Below is a listing to transcribe in full and exactly; keep the pictures out.

══ DATASET RECORDS ══

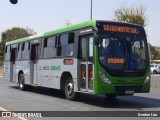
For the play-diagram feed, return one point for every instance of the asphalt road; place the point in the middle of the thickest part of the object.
(43, 99)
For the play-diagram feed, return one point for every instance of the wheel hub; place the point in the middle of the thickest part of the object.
(69, 88)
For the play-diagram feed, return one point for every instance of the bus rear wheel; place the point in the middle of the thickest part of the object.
(69, 89)
(22, 85)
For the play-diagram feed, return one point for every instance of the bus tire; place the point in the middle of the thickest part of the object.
(22, 85)
(110, 97)
(69, 89)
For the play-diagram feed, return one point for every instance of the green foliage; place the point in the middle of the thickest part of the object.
(131, 14)
(12, 34)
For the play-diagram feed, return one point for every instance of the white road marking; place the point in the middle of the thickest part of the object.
(21, 118)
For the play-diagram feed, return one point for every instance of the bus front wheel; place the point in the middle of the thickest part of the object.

═══

REPLY TO THE EXERCISE ->
For the play-diagram feed, return one point for every instance of the asphalt road; place the point in the middle of the thickest part of the object.
(43, 99)
For the play-diagram feed, return one point for every instance of the wheel hub; place the point in the middle of the thickest part of the object.
(69, 88)
For the play-diagram feed, return one point for every instance of the bus rear wheel; place the point in the middle of the thickest part of the object.
(69, 89)
(22, 85)
For the play-diagram feed, return one point for every instance of the bus tire; place the point in the middle of the thickest part of the object.
(22, 85)
(110, 97)
(69, 89)
For the play-diagram feed, return one point for every instance of the green foliage; place the point in the middle of the thickest part of the object.
(131, 14)
(12, 34)
For the play-diagram feed, return one point for every instance of the white road marking; place the point in the middle of the thickest part of the object.
(21, 118)
For the play-diagram feed, return one point for every instance of the bus front wheel; place the point in the middle of the thickest part of the object.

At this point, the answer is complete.